**RECORDS FOR THE EXERCISE:**
.....
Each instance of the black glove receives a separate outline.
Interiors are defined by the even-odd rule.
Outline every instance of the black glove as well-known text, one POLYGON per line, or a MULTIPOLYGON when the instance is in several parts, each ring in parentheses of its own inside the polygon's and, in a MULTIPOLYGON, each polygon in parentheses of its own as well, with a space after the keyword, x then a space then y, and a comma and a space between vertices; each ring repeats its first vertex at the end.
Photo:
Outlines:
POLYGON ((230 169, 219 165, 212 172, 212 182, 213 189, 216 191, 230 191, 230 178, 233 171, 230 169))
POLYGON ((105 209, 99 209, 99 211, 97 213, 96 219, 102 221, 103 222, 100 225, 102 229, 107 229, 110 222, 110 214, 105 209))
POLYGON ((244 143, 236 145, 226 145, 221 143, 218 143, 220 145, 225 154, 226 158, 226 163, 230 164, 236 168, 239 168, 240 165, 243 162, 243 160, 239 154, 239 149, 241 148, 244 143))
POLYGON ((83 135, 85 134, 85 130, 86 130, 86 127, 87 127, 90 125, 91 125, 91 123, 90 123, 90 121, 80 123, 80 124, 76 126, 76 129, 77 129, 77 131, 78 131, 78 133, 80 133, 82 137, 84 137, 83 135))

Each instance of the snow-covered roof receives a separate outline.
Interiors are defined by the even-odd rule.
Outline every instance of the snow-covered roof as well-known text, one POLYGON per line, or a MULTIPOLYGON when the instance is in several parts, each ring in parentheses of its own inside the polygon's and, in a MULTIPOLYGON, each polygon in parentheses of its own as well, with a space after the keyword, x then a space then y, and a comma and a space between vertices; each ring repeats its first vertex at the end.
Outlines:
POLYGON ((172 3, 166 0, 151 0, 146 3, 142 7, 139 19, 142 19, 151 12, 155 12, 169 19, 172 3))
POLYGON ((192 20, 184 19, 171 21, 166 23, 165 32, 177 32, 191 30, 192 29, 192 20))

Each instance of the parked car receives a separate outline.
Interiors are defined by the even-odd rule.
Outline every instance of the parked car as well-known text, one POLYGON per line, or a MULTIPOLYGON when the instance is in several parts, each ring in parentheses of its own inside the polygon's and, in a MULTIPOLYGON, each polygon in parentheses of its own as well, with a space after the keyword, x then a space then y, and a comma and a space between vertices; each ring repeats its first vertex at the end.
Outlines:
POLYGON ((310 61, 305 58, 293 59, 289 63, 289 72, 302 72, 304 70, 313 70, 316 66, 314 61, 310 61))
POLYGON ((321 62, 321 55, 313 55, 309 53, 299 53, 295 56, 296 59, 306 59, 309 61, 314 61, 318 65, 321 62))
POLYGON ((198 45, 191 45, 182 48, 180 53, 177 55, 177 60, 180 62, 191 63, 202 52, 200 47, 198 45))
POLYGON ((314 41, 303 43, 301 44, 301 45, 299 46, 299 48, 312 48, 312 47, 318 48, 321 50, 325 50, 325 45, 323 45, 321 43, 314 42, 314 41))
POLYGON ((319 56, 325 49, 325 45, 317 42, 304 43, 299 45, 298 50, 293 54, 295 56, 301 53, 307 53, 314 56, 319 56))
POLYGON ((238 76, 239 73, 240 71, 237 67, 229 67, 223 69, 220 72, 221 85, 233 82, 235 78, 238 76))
.....
Please lay out everything from the start of the data down to and including the line containing "POLYGON ((83 135, 85" as a Markdown table. Use the columns Row and Line, number each row, and leave out blank lines.

**ANSWER BELOW:**
| Row | Line |
|---|---|
| 1 | Each instance of the black glove receives a separate outline. |
| 2 | Interiors are defined by the even-odd rule. |
| 3 | Outline every instance of the black glove as well-known text, one POLYGON per line, or a MULTIPOLYGON when the instance is in several parts, each ring in parentheses of its own inside the polygon's and, in a MULTIPOLYGON, each polygon in parentheses of its own as well, with a space after the keyword, x then a space then y, and a comma and a space between vertices; each ring repeats its first vertex at the end. |
| 4 | Photo: |
| 5 | Outlines: |
| 6 | POLYGON ((230 169, 219 165, 212 172, 212 182, 213 189, 216 191, 230 191, 230 178, 233 171, 230 169)) |
| 7 | POLYGON ((105 209, 99 209, 99 211, 97 213, 96 219, 102 221, 103 222, 100 225, 102 229, 107 229, 110 222, 110 214, 105 209)) |
| 8 | POLYGON ((244 143, 236 145, 226 145, 221 143, 218 143, 220 145, 225 154, 226 158, 226 163, 230 164, 236 168, 239 168, 240 165, 243 162, 243 160, 239 154, 239 149, 241 148, 244 143)) |
| 9 | POLYGON ((83 135, 85 134, 85 130, 86 130, 86 127, 87 127, 90 125, 91 125, 91 123, 90 123, 90 121, 80 123, 80 124, 76 126, 76 129, 77 129, 77 131, 78 131, 78 133, 80 133, 82 137, 84 137, 83 135)) |